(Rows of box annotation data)
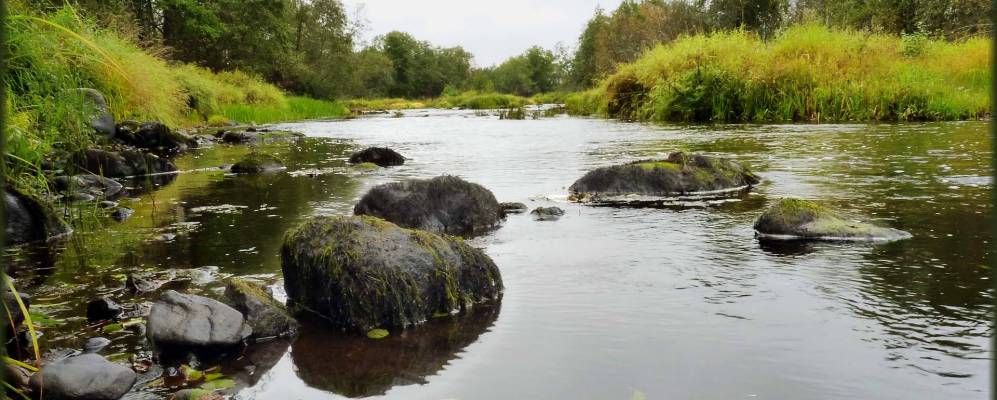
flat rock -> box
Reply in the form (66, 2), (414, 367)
(353, 175), (501, 236)
(30, 353), (136, 400)
(146, 290), (253, 347)
(754, 199), (911, 241)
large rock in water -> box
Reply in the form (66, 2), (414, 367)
(755, 199), (911, 240)
(146, 290), (253, 347)
(225, 278), (298, 338)
(3, 187), (72, 245)
(114, 121), (197, 156)
(350, 147), (405, 167)
(569, 152), (759, 202)
(353, 175), (501, 235)
(281, 217), (502, 331)
(30, 353), (136, 400)
(81, 149), (177, 178)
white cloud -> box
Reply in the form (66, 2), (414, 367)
(344, 0), (620, 66)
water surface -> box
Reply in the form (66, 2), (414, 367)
(8, 110), (992, 399)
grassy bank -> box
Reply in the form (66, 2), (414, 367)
(566, 24), (991, 122)
(2, 1), (348, 189)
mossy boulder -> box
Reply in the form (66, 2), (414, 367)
(232, 153), (284, 174)
(281, 216), (503, 332)
(3, 187), (73, 245)
(569, 152), (760, 202)
(353, 175), (501, 236)
(350, 147), (405, 167)
(225, 278), (298, 338)
(79, 149), (177, 178)
(114, 121), (197, 156)
(755, 199), (911, 240)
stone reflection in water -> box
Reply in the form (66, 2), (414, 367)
(291, 304), (500, 398)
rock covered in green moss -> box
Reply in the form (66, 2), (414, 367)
(232, 153), (284, 174)
(225, 278), (298, 338)
(350, 147), (405, 167)
(569, 152), (760, 202)
(353, 175), (501, 235)
(281, 216), (502, 332)
(755, 199), (911, 240)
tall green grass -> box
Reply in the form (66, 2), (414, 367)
(222, 96), (350, 124)
(566, 24), (992, 122)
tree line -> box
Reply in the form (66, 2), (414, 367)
(29, 0), (991, 98)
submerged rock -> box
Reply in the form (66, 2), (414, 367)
(225, 278), (298, 338)
(87, 297), (124, 322)
(569, 152), (760, 202)
(755, 199), (911, 240)
(146, 290), (253, 347)
(353, 175), (500, 235)
(281, 217), (502, 332)
(114, 121), (197, 156)
(30, 353), (136, 400)
(52, 174), (123, 198)
(231, 153), (284, 174)
(81, 149), (177, 178)
(3, 187), (72, 245)
(499, 203), (529, 216)
(530, 207), (564, 221)
(350, 147), (405, 167)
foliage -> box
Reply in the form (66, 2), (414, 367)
(567, 23), (992, 122)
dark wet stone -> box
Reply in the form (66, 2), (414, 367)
(499, 203), (529, 216)
(52, 174), (123, 197)
(755, 199), (911, 241)
(231, 153), (284, 174)
(30, 354), (136, 400)
(225, 278), (298, 338)
(350, 147), (405, 167)
(146, 290), (253, 347)
(281, 217), (502, 332)
(3, 187), (72, 245)
(114, 121), (197, 156)
(530, 207), (564, 221)
(111, 207), (135, 222)
(221, 131), (260, 144)
(569, 152), (759, 202)
(77, 88), (114, 138)
(353, 175), (501, 235)
(80, 149), (177, 178)
(83, 336), (111, 353)
(87, 297), (124, 322)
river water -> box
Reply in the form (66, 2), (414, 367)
(6, 110), (993, 400)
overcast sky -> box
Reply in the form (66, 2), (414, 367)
(343, 0), (621, 67)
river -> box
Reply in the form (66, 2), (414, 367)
(5, 110), (993, 400)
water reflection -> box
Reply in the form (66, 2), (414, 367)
(291, 305), (500, 398)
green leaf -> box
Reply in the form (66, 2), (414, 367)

= What is being asked =
Your task is to repeat the data above exactly while excluding the pictures.

= Reply to the task =
flat rock -> box
Reply in the form (66, 2), (414, 367)
(353, 175), (501, 236)
(30, 353), (136, 400)
(146, 290), (253, 347)
(754, 199), (911, 241)
large rock in water -> box
Reply in the form (66, 2), (414, 367)
(755, 199), (911, 240)
(146, 290), (253, 347)
(225, 278), (298, 338)
(3, 187), (72, 245)
(114, 121), (197, 156)
(350, 147), (405, 167)
(569, 152), (759, 202)
(353, 175), (501, 235)
(281, 217), (502, 331)
(30, 353), (136, 400)
(81, 149), (177, 178)
white cloud -> box
Reply in the form (66, 2), (414, 367)
(344, 0), (620, 66)
water surface -> box
Reply in the form (66, 2), (414, 367)
(8, 110), (992, 399)
grassy bank -> box
Reply in the form (66, 2), (414, 367)
(566, 24), (991, 122)
(2, 1), (348, 189)
mossy boulder -> box
Reply in the form (66, 2), (414, 367)
(232, 153), (284, 174)
(281, 216), (503, 332)
(3, 187), (73, 245)
(569, 152), (760, 202)
(353, 175), (501, 236)
(350, 147), (405, 167)
(225, 278), (298, 338)
(79, 149), (177, 178)
(114, 121), (197, 156)
(755, 199), (911, 240)
stone reflection in water -> box
Reply in the form (66, 2), (414, 367)
(291, 304), (500, 398)
rock covered in green moss -> box
Reply in the form (66, 2), (414, 367)
(232, 153), (284, 174)
(225, 278), (298, 338)
(350, 147), (405, 167)
(569, 152), (760, 202)
(353, 175), (501, 235)
(281, 216), (502, 332)
(755, 199), (911, 240)
tall green grass -> box
Reply in the form (66, 2), (414, 367)
(222, 96), (350, 124)
(566, 24), (992, 122)
tree line -> box
Reply in the form (66, 2), (414, 367)
(29, 0), (991, 98)
submerged rock -> box
Reply in the form (66, 2), (414, 367)
(225, 278), (298, 338)
(87, 297), (124, 322)
(569, 152), (760, 202)
(755, 199), (911, 240)
(146, 290), (253, 347)
(353, 175), (500, 235)
(281, 217), (502, 332)
(114, 121), (197, 156)
(30, 353), (136, 400)
(52, 174), (123, 198)
(231, 153), (284, 174)
(81, 149), (177, 178)
(3, 187), (72, 245)
(499, 203), (529, 216)
(530, 207), (564, 221)
(350, 147), (405, 167)
foliage -> box
Reply in the form (66, 2), (414, 367)
(567, 23), (992, 122)
dark wet stone -> box
Reply in the form (66, 2), (414, 367)
(499, 203), (529, 216)
(52, 174), (123, 197)
(755, 199), (911, 241)
(231, 153), (284, 174)
(30, 354), (136, 400)
(225, 278), (298, 338)
(350, 147), (405, 167)
(146, 290), (253, 347)
(281, 217), (502, 332)
(3, 187), (72, 245)
(114, 121), (197, 156)
(530, 207), (564, 221)
(111, 207), (135, 222)
(221, 131), (260, 144)
(569, 152), (759, 202)
(77, 88), (114, 138)
(353, 175), (501, 235)
(80, 149), (177, 178)
(83, 336), (111, 353)
(87, 297), (124, 322)
river water -> box
Reply in the form (66, 2), (414, 367)
(6, 110), (993, 400)
overcast sky -> box
Reply in the form (66, 2), (414, 367)
(343, 0), (621, 67)
river -> box
Reply in the form (66, 2), (414, 367)
(5, 110), (993, 400)
water reflection -> box
Reply in the form (66, 2), (414, 367)
(291, 305), (500, 398)
green leaf -> box
Reply in the form (66, 2), (414, 367)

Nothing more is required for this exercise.